:: Supplied material

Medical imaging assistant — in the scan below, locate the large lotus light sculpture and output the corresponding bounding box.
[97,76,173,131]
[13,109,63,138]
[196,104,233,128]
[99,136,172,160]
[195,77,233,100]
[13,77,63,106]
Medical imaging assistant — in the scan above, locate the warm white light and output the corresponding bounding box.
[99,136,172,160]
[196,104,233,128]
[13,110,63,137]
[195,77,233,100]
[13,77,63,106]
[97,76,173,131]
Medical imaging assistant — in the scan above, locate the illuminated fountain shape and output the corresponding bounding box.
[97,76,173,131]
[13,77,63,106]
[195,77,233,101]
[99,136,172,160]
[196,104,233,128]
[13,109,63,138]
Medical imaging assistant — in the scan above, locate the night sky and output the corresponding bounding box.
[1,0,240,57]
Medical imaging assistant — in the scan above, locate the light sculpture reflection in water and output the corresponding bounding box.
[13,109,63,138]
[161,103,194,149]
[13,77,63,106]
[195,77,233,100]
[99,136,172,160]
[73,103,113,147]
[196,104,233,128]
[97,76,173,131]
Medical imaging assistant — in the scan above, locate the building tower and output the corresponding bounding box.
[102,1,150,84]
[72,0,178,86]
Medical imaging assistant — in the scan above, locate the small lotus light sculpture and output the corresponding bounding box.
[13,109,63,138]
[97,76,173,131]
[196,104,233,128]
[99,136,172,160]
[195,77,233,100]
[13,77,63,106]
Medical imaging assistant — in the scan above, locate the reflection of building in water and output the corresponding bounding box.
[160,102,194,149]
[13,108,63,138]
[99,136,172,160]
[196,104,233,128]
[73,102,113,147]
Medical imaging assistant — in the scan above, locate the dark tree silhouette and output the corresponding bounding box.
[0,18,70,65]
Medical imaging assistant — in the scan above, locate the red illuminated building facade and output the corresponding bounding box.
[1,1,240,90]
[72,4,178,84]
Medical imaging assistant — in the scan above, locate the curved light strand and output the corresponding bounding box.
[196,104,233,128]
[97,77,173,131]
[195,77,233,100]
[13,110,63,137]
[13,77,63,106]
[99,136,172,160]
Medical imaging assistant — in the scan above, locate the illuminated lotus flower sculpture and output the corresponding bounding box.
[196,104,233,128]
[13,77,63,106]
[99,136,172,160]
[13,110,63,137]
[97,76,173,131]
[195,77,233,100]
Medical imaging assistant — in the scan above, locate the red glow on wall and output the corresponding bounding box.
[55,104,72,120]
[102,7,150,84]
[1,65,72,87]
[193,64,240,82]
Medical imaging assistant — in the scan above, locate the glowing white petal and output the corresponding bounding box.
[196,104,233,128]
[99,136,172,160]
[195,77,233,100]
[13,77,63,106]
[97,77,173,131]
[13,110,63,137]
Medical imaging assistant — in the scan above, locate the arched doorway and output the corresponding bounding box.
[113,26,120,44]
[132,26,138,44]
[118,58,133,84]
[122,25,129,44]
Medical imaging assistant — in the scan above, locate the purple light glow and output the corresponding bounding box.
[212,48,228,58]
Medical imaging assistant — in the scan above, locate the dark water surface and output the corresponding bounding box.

::::

■ **Brief**
In the records above, find the line containing "Medical imaging assistant — in the scan above, locate the curved" and print it and every later line exactly, through the last one.

■ **Exercise solution**
Medical imaging assistant — in the scan above, locate the curved light strand and output the corresponding bounding box.
[196,104,233,128]
[97,77,173,131]
[195,77,233,100]
[13,110,63,137]
[13,77,63,106]
[99,136,172,160]
Medical imaging assistant — in the scan above, locate the illuminated lotus flower sculpture and output the corresponding bounding box.
[196,104,233,128]
[13,77,63,106]
[99,136,172,160]
[13,110,63,137]
[97,76,173,131]
[195,77,233,100]
Medical imaging assistant — in the scan above, locate the red glow on wall and output the corresponding bounding box.
[55,104,72,120]
[102,7,150,84]
[1,65,72,87]
[193,64,240,82]
Medical imaging assistant — in the scan above, locate the glowing white petal and output the corresponding bounding box.
[196,104,233,128]
[99,136,172,160]
[195,77,233,100]
[13,77,63,106]
[97,77,173,131]
[13,110,63,137]
Medical imaging assistant — in the scan above, locate the arched doorway and output the corresponding bounding box.
[113,26,120,44]
[132,26,138,44]
[118,58,133,84]
[122,25,129,44]
Medical imaging assistant — in the scan above, locate the purple light glow and output the corresponding bounding box.
[212,48,228,58]
Medical imaging assistant — in the scan above, locate the dark water surface and output the corresponding bounding box.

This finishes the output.